Lay out the items below as a JSON list of strings, with one string per line and no blank lines. Leave the pictures out.

-- BEGIN Data shown --

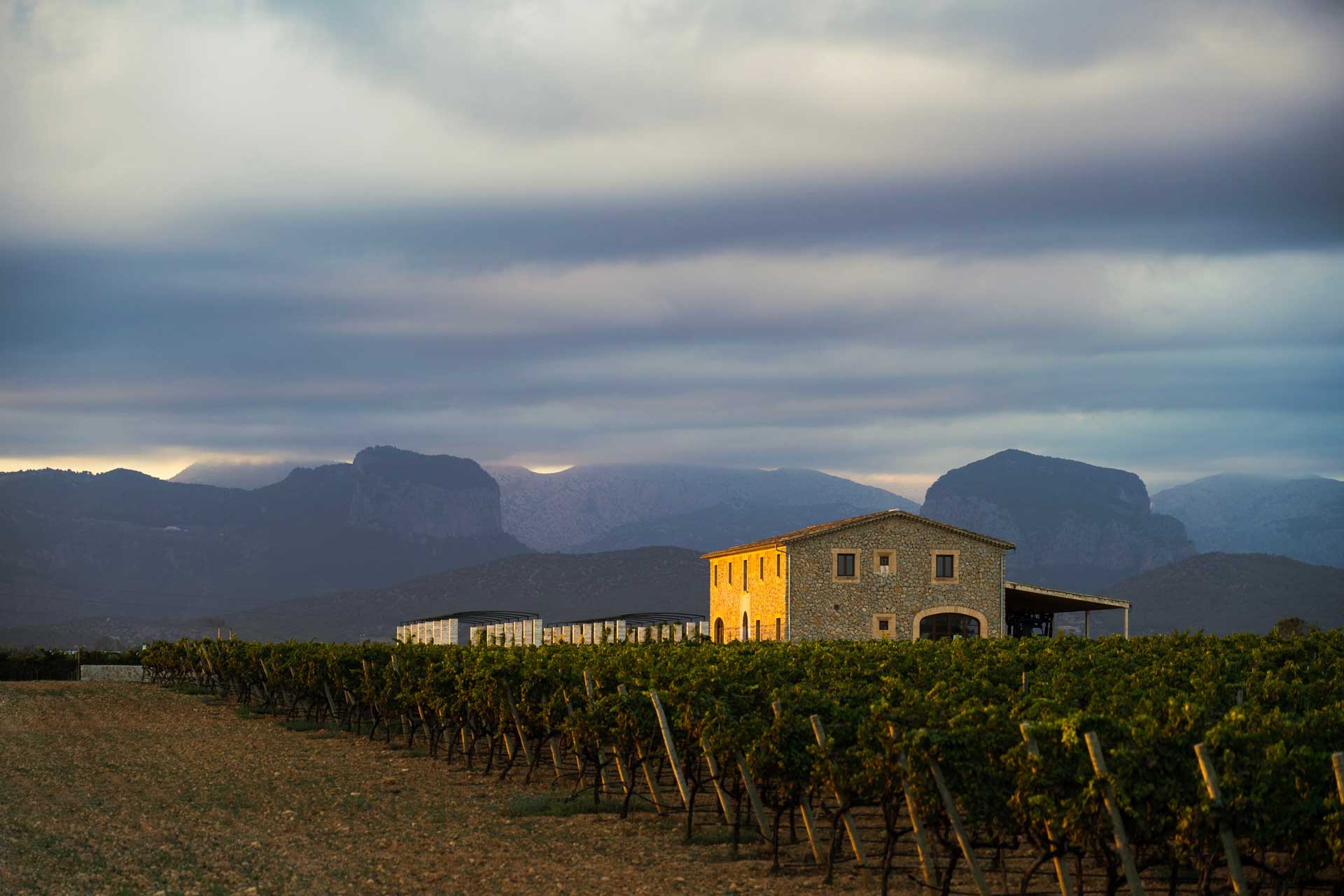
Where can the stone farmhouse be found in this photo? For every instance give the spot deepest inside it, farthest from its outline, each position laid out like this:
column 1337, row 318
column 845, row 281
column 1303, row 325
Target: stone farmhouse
column 881, row 575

-- END Data shown --

Complete output
[
  "Where can the stone farmhouse be found in this photo? For every instance give the spot deepest inside it, farthest from its outline, each position laid out like this:",
  "column 1337, row 318",
  "column 845, row 281",
  "column 1303, row 325",
  "Target: stone farmhouse",
  "column 881, row 575"
]